START Given entries
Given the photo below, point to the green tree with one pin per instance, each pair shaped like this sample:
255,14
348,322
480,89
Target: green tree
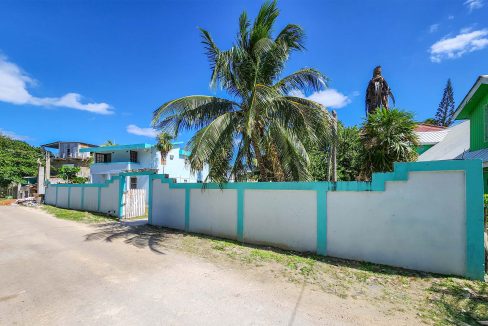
69,173
445,112
262,126
17,160
387,136
348,156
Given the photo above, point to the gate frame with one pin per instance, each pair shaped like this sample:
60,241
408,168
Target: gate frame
122,185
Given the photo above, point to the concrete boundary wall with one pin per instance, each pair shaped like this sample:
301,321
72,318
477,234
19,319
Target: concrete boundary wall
106,198
425,215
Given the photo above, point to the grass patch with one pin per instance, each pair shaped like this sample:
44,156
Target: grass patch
457,301
78,216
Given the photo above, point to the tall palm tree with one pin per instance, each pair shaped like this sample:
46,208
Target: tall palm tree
387,136
261,126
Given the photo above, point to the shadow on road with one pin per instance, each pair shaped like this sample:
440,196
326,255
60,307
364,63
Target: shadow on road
140,236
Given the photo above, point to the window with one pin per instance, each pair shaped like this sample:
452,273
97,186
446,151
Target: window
133,182
486,123
133,156
103,158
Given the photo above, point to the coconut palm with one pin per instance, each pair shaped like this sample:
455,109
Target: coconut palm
387,136
261,126
164,144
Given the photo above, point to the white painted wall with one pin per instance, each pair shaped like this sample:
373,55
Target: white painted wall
214,212
50,196
282,218
91,199
109,202
75,198
168,206
109,198
418,224
63,197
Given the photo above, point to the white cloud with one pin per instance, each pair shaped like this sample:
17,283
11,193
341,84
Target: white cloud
474,4
12,134
455,47
14,85
330,97
147,132
433,28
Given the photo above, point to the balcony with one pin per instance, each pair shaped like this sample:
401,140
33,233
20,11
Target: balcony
115,167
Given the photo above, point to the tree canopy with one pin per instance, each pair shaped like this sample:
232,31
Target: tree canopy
387,136
445,112
17,160
261,126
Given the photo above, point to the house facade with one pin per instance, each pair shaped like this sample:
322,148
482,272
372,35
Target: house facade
67,153
468,139
110,161
429,136
474,108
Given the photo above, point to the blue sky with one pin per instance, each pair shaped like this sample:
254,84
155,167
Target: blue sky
92,71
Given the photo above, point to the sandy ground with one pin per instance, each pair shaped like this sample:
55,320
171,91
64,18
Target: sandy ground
56,272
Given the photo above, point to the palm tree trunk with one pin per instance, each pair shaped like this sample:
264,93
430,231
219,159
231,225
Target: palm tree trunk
259,158
275,163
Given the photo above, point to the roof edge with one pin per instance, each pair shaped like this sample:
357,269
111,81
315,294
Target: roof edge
482,79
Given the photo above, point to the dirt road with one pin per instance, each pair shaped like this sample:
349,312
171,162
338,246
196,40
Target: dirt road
59,272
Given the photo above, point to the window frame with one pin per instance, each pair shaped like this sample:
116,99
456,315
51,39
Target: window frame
133,183
133,156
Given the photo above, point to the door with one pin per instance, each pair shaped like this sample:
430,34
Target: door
135,203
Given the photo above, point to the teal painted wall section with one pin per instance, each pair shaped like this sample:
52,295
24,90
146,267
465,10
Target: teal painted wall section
423,148
477,125
474,181
485,180
474,201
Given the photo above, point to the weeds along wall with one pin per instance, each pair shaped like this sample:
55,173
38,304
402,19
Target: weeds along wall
425,216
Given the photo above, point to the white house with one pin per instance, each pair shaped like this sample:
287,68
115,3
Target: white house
112,160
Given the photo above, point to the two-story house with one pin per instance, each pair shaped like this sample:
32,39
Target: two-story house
67,153
112,160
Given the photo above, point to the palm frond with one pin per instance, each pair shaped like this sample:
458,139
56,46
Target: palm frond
190,112
305,80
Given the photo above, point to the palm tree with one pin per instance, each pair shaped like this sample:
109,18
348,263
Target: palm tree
164,145
261,126
387,136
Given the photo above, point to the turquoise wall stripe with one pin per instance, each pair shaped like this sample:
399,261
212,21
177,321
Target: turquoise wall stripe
474,199
99,198
69,197
150,195
322,222
187,209
122,181
82,200
240,215
475,251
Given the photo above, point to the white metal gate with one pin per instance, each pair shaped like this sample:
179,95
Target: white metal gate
135,203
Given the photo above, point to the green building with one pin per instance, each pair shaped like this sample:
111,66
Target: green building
474,108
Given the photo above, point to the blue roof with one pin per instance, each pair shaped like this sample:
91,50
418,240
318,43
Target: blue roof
114,148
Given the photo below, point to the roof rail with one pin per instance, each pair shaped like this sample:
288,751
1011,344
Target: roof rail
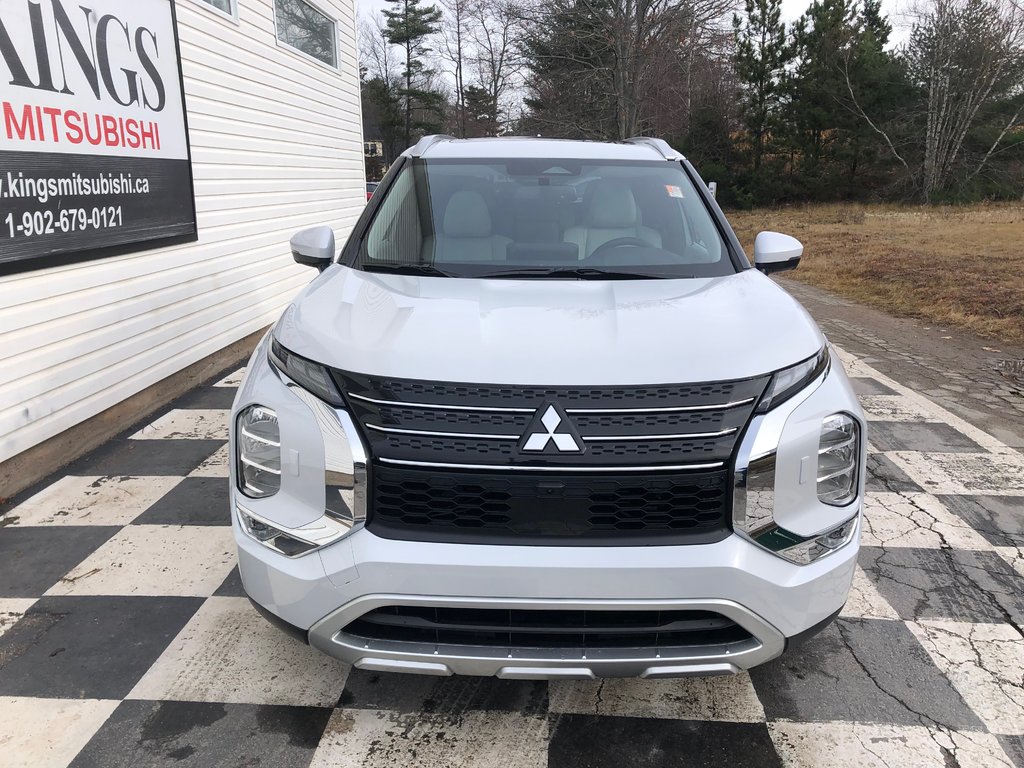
END Given entries
*What this task involves:*
Pull out every line above that holds the word "rail".

*Answer to the problem:*
Given the photo below, point to the roof rail with one pin per instance, each pair shaped like this sample:
Target: roof rail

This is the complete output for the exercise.